SET PROBLEM 1:
According to the Shopko closings article, what date was the staff meeting at which Phillipsburg Shopko employees learned their store was closing?
SET PROBLEM 2:
Please reproduce word for word the part of the Shopko closings article that begins at the words "Nationwide store closings" and stops after "stores being unprofitable.".

DOCUMENT EXCERPT:
↓↓↓
Nationwide store closings now up to 105
By KIRBY ROSS
Phillips County Review
PHILLIPSBURG — As predicted on the pages of the Phillips County Review on Dec. 12, the situation regarding Shopko is much more dire than just having a few stores being unprofitable.
Instead of there being a problem along the lines of having a drought in cash flow that could be fixed locally, it turns out the situation is more of a nationwide tsunami.
Although warning signs had been in the air for a number of months, the Phillips County general public first became generally aware of a problem following a staff meeting at the Phillipsburg Shopko on Dec. 4, at which time employees were notified the store was closing along with 37 more across the nation.
Now, last Wednesday, almost six weeks later, the company has announced it has filed for bankruptcy and is engaging in another round of store closings that will bring the total number of shuttered locations to 105.
“This decision is a difficult, but necessary one,” Shopko CEO Russ Steinhorst said in the press release last week. “In a challenging retail environment, we have had to make some very tough choices, but we are confident that by operating a smaller and more focused store footprint, we will be able to build a stronger Shopko that will better serve our customers, vendors, employees and other stakeholders through this process.”
↑↑↑
RAW DATA:
↓↓↓
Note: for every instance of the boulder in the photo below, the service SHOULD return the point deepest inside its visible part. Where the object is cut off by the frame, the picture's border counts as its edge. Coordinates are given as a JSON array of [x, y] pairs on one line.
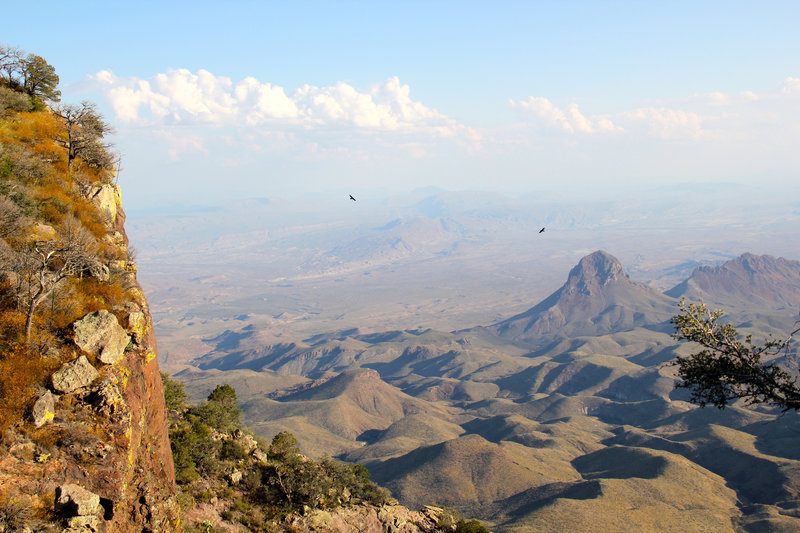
[[235, 477], [44, 410], [74, 500], [137, 323], [100, 334], [105, 198], [74, 375], [82, 524]]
↑↑↑
TASK OUTPUT 1:
Dec. 4

TASK OUTPUT 2:
Nationwide store closings now up to 105
By KIRBY ROSS
Phillips County Review
PHILLIPSBURG — As predicted on the pages of the Phillips County Review on Dec. 12, the situation regarding Shopko is much more dire than just having a few stores being unprofitable.